======== Provided passage
Insurance carriers will likely apply for the 10-digit HPID number for all of their fully- insured group health plans. Employers will have to apply for their 10-digit HPID for self-funded medical plans. The health plan needs to use the HPID number for any of the standard transactions the Code Set rules cover.
Every health plan considered a covered entity must obtain an HPID. The regulations include delineations of group health plans including Controlling Health Plans (a health plan that controls its own business activities, actions and policies) and Subhealth Plan (a health plan whose business activities, actions or policies are directed by a Controlling Health Plan).
Employers are not really sure how the relationship between controlling health plans and subhealth plans would apply to employer-sponsored health plans and are awaiting further clarification from HHS on this issue.
All health plans, regardless of size, must use their HPIDs in standard transactions by November 7, 2016. A “standard transaction” is a CMS menu of transactions, like a claim payment, that must be coded with an HPID.
Employer must provide information about their organizations and health plans when they register for the HPID electronically. More information on applying for an HPID is available here.
================
======== Entries provided
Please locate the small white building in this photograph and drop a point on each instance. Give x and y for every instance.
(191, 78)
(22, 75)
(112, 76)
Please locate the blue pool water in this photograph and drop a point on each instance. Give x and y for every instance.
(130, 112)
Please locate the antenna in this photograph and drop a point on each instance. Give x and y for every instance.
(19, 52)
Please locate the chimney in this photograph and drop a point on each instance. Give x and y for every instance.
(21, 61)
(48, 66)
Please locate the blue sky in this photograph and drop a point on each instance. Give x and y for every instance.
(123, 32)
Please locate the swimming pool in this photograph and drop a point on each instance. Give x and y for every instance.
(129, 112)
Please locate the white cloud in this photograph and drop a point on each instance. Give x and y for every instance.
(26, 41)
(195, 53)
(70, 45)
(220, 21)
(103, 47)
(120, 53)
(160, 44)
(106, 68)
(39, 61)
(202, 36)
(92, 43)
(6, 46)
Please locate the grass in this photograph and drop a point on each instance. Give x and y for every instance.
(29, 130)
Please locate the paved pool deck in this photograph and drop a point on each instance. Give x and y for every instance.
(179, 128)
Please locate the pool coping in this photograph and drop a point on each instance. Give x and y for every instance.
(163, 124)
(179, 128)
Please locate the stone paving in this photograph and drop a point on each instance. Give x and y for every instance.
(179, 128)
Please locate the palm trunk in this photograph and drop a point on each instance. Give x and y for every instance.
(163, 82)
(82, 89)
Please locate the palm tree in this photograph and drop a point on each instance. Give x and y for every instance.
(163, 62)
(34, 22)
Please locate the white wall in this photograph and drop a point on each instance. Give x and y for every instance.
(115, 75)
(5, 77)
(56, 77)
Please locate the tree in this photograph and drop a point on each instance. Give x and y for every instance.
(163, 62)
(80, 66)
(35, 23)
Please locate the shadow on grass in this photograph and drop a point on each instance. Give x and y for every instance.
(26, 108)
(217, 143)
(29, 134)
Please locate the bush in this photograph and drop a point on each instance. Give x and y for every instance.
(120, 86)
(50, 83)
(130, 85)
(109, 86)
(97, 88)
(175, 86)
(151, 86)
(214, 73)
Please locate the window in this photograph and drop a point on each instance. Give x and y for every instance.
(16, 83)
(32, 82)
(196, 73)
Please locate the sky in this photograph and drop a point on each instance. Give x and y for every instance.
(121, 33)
================
- Task goal:
Write out the full passage on HPID requirements for health plans, word for word.

- Written answer:
Insurance carriers will likely apply for the 10-digit HPID number for all of their fully- insured group health plans. Employers will have to apply for their 10-digit HPID for self-funded medical plans. The health plan needs to use the HPID number for any of the standard transactions the Code Set rules cover.
Every health plan considered a covered entity must obtain an HPID. The regulations include delineations of group health plans including Controlling Health Plans (a health plan that controls its own business activities, actions and policies) and Subhealth Plan (a health plan whose business activities, actions or policies are directed by a Controlling Health Plan).
Employers are not really sure how the relationship between controlling health plans and subhealth plans would apply to employer-sponsored health plans and are awaiting further clarification from HHS on this issue.
All health plans, regardless of size, must use their HPIDs in standard transactions by November 7, 2016. A “standard transaction” is a CMS menu of transactions, like a claim payment, that must be coded with an HPID.
Employer must provide information about their organizations and health plans when they register for the HPID electronically. More information on applying for an HPID is available here.